*PASSAGE FOR REVIEW*
---------------
Tuesday, April 10, 2007

The Sound of Silence

I just read that a magazine called Blenders once ranked Simon & Garfunkel's "The Sound of Silence" as the 42nd worst song ever.

The magazine complained that the song seemed too preachy and self-important, and offered the experience of being lectured by a freshman. "If Frasier Crane were a song, he would sound like this," it commented.

Specifically, the article complained about the lyrics, "Here my words that I might teach you," and editor Craig Marks explained, "Simon and Garfunkel thunder away in voices that suggest they're scowling and wagging their fingers as they sing. The overall experience is like being lectured on the meaning of life by a jumped-up freshman."

I disagree.

Of course the song is preachy, even pretentious. It is meant a rebuke of pop culture, of the kind of civilization that buys prints of Campbell's soup cans and reads magazine's like Blender. Any poet, any person with an eye for beauty and truth, any philosopher who speaks truly can be perceived as wagging a finger. Socrates wagged his finger, as did Moses, Jesus, Luther, Jefferson, Thoreau, Rothbard, King (Martin Luther, Jr.--not Rodney), etc. That's what truth does. It looks at the ignorant and it says, "No, no, no."
---------------
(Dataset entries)
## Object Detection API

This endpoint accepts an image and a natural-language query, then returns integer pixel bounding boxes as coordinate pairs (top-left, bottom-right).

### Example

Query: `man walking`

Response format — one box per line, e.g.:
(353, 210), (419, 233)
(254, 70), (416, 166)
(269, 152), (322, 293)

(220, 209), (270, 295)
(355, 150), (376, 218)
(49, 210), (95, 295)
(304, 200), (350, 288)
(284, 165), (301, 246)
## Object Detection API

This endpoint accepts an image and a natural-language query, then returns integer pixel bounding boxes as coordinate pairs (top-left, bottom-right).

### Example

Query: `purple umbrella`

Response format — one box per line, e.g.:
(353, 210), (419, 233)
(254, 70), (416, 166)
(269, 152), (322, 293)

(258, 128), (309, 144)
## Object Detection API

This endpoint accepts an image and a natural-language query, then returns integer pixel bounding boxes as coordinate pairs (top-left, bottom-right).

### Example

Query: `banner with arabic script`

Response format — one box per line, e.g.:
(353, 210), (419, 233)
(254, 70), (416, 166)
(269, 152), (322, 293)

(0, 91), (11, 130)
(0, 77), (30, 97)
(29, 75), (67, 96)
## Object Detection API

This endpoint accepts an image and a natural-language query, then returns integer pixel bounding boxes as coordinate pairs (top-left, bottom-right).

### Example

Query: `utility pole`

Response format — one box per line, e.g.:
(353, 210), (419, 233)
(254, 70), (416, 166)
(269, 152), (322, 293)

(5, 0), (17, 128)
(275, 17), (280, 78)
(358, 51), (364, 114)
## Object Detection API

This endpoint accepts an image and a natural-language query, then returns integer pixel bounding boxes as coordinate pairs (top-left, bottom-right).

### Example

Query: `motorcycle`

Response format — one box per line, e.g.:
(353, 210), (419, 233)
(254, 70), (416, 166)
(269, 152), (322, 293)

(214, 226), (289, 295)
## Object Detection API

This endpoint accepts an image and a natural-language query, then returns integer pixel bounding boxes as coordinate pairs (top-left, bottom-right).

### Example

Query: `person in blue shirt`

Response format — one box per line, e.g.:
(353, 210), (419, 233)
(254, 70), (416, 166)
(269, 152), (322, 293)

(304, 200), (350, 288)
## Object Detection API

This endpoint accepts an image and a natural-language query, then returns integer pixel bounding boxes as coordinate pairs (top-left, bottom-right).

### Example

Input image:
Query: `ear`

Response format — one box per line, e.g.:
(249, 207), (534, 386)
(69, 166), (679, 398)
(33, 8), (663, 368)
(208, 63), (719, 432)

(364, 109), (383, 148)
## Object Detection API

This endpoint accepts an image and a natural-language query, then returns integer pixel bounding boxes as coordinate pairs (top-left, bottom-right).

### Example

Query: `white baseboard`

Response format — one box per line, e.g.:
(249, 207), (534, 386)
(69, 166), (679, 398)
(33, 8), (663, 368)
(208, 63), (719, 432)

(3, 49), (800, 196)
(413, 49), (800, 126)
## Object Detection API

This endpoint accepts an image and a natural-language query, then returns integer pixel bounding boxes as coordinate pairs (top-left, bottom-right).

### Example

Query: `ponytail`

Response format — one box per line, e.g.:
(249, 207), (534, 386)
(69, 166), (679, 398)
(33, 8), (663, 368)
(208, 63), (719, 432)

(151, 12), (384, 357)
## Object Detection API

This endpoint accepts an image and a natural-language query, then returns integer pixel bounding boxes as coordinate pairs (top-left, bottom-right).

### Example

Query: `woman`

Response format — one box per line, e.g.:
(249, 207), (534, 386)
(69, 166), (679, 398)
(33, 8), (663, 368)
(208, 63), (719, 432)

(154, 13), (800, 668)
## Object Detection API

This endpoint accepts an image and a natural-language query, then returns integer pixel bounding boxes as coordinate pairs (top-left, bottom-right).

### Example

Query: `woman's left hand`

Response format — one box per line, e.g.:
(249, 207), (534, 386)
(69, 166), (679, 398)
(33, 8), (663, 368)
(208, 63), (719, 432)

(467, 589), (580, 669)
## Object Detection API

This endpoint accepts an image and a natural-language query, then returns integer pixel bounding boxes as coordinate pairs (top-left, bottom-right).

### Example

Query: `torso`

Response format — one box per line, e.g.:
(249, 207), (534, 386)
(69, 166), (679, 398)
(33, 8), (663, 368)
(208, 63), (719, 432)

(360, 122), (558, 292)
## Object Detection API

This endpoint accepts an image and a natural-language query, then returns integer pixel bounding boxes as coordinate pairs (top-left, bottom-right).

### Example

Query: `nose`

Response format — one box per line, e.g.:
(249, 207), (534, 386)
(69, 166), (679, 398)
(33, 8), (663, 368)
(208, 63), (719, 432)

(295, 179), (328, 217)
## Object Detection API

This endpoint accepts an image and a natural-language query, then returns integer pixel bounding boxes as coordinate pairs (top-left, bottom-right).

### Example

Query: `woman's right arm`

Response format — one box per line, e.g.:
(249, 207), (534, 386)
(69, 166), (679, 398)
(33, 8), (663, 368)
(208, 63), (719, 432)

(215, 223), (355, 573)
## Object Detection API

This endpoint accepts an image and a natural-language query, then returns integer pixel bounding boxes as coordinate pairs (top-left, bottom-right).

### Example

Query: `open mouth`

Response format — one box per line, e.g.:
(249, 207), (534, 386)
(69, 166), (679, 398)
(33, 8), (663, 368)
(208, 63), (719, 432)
---------------
Write out the passage of the blog post that begins with "Specifically, the article" and ends with "I disagree.", putting "frowning" in place of "scowling".

Specifically, the article complained about the lyrics, "Here my words that I might teach you," and editor Craig Marks explained, "Simon and Garfunkel thunder away in voices that suggest they're frowning and wagging their fingers as they sing. The overall experience is like being lectured on the meaning of life by a jumped-up freshman."

I disagree.